## Task to complete
Can you pull out each of the lines below word for word, leaving the pictures out of your answer?

§

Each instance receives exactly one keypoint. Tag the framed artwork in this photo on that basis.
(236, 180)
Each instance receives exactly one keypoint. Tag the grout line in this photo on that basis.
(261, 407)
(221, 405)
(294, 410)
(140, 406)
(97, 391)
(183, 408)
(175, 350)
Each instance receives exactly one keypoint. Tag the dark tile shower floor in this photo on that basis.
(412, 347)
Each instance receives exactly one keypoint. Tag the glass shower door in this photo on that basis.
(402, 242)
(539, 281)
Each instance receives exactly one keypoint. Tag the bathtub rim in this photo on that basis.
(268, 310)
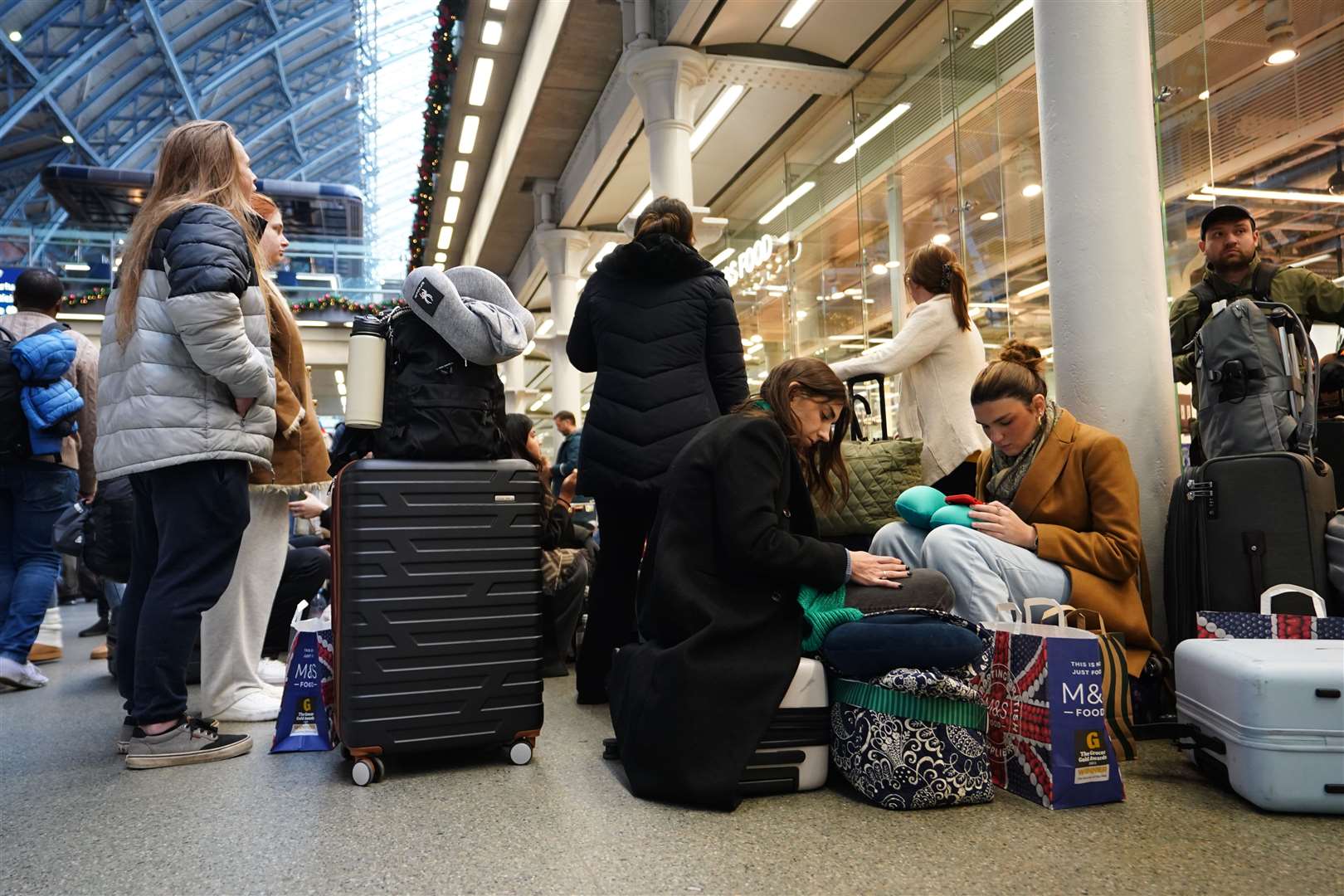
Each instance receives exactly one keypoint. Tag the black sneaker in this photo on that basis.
(95, 631)
(190, 742)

§

## Correct result
Each instance receives exactly one keypoint. Tag the framed artwork in this photo on that basis.
(236, 180)
Each instance receives exactly one keypoint. Tag the grout line in this photo on that basis.
(261, 407)
(221, 405)
(294, 410)
(140, 406)
(97, 391)
(183, 408)
(175, 350)
Each instance receives exactly one keypoint. Tag the dark tile shower floor in this photo on that basis.
(412, 347)
Each instance receives exactly one keypoint. Tag the glass shower door in this photo on that basis.
(402, 242)
(539, 281)
Each instance receives exactly one keypoint. Tag the bathtub rim in this photo on that basis.
(268, 310)
Each instance receives exactly one keypoint. Tag the black sneaker in this photo on that basis.
(95, 631)
(190, 742)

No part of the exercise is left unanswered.